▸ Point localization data
****************

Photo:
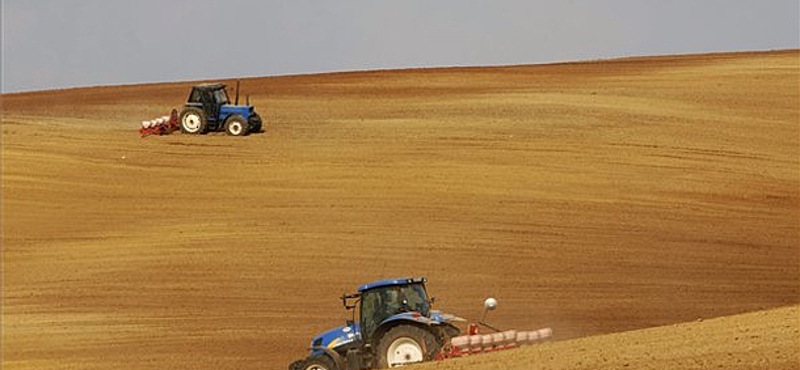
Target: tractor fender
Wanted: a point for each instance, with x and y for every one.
(335, 356)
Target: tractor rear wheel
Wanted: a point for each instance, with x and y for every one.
(236, 125)
(193, 121)
(405, 345)
(319, 362)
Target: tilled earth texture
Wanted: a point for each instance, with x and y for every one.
(592, 198)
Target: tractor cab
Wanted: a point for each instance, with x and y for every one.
(209, 108)
(381, 300)
(210, 97)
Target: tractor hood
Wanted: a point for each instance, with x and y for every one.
(335, 338)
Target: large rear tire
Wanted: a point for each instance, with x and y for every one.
(193, 121)
(405, 345)
(236, 125)
(319, 362)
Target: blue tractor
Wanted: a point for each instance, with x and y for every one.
(209, 109)
(392, 324)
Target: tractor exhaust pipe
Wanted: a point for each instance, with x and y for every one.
(237, 93)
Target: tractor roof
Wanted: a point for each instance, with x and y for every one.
(390, 282)
(210, 86)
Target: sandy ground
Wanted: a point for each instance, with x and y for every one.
(592, 198)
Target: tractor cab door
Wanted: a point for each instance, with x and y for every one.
(210, 106)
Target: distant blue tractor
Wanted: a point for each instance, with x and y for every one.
(208, 109)
(394, 326)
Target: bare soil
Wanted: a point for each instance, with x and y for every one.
(592, 198)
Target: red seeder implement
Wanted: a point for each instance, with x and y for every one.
(160, 126)
(475, 343)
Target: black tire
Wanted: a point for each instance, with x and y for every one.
(236, 125)
(256, 123)
(193, 121)
(406, 343)
(319, 362)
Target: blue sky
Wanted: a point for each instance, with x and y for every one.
(49, 44)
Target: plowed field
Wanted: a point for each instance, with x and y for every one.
(592, 198)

****************

Each line above with the string "blue" should be reported in full.

Target: blue tractor
Target: distant blue tractor
Target: blue sky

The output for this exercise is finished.